■ **STUDY MATERIAL**
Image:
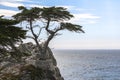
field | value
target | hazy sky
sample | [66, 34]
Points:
[100, 20]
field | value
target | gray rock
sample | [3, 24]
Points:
[33, 67]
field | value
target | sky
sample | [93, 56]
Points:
[99, 18]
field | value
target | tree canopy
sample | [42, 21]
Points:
[10, 35]
[47, 15]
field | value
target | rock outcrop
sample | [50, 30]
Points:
[32, 67]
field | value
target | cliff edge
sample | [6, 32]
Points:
[32, 67]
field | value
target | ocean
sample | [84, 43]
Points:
[88, 64]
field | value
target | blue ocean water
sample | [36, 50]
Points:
[89, 64]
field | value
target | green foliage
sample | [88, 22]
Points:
[26, 14]
[47, 15]
[71, 27]
[55, 14]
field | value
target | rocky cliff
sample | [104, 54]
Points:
[32, 67]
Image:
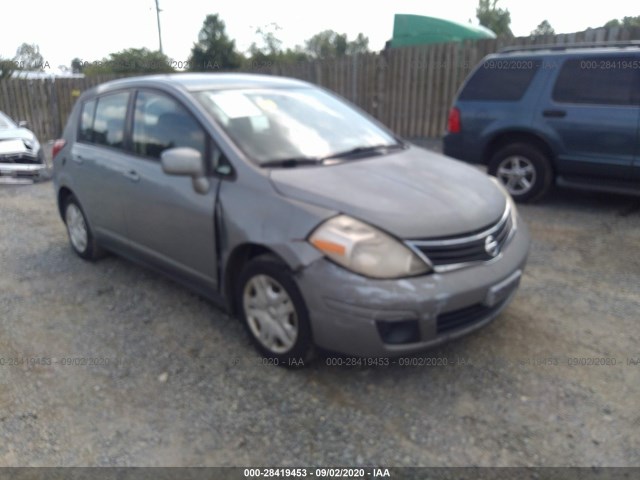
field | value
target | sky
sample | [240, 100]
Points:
[91, 30]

■ **TRY IT**
With the pictures excluded, the line containing "sample | [3, 24]" and every line after it through the end of the data above are to be transcribed exactly, and nothing more.

■ **RESPONSE TO THIS TASK**
sample | [3, 24]
Points:
[33, 67]
field | value
target | sky
sample | [93, 56]
Points:
[99, 18]
field | value
target | tree canopy
sample | [42, 21]
Points:
[10, 35]
[47, 15]
field | value
target | rock outcrop
sample | [50, 30]
Points:
[32, 67]
field | value
target | cliff edge
sample | [6, 32]
Points:
[32, 67]
field | value
target | ocean
sample | [84, 43]
Points:
[88, 64]
field | value
target | blue ocean water
sample | [36, 50]
Points:
[89, 64]
field | value
target | green foliage
sample | [88, 22]
Points:
[26, 14]
[47, 15]
[71, 27]
[55, 14]
field | value
target | rocky cliff
sample | [104, 54]
Points:
[32, 67]
Image:
field | value
target | sky
sample | [240, 100]
Points:
[91, 30]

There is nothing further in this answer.